Everything from the line that contains "Mark one point per instance of the water" through the final line of the records should be written out exactly, and nothing outside that span.

:: Dataset content ::

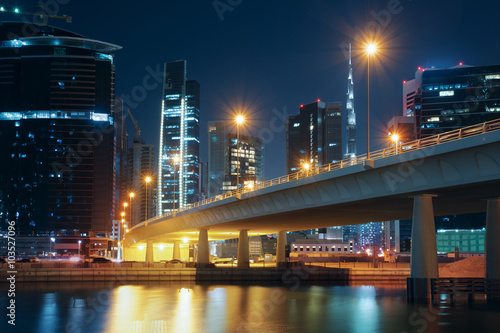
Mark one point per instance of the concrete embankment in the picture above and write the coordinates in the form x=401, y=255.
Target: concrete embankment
x=158, y=272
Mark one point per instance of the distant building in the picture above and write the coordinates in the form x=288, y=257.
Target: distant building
x=139, y=163
x=57, y=131
x=310, y=246
x=371, y=234
x=315, y=136
x=350, y=114
x=179, y=138
x=223, y=158
x=465, y=240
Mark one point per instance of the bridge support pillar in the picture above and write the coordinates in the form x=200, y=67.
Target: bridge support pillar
x=492, y=244
x=203, y=251
x=177, y=250
x=280, y=249
x=149, y=252
x=243, y=250
x=424, y=264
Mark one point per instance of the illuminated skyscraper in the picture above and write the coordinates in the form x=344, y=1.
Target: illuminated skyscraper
x=351, y=116
x=179, y=137
x=315, y=135
x=57, y=131
x=223, y=158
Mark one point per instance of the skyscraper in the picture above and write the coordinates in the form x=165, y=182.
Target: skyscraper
x=315, y=135
x=442, y=100
x=223, y=158
x=56, y=129
x=351, y=116
x=179, y=139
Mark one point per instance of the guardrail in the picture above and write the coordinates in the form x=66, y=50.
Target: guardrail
x=455, y=135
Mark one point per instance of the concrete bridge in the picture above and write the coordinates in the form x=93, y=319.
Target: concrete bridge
x=451, y=173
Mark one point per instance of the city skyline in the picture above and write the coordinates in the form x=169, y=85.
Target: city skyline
x=276, y=75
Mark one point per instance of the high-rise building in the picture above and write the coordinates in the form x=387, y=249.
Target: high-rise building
x=442, y=100
x=223, y=158
x=56, y=129
x=139, y=164
x=179, y=139
x=315, y=135
x=351, y=115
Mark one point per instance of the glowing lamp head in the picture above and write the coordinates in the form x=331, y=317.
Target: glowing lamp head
x=240, y=120
x=371, y=48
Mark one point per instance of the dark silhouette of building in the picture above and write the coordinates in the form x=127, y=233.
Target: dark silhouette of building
x=56, y=130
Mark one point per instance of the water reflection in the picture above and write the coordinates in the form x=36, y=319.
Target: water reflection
x=228, y=308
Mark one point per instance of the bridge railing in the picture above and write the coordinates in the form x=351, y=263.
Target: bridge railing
x=454, y=135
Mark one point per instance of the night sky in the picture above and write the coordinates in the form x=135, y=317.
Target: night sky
x=263, y=55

:::

_Problem solution_
Mark one point per instance of the water reflection in the picture above and write the coordinates in the form x=36, y=319.
Target: water reflection
x=228, y=308
Mark one point per instance of the bridge railing in the picture above and write the coordinates in the form x=351, y=263.
Target: bridge railing
x=454, y=135
Mark one point per instance of the night sky in the picture above and write the coordinates in the form x=135, y=317.
Target: night sky
x=263, y=55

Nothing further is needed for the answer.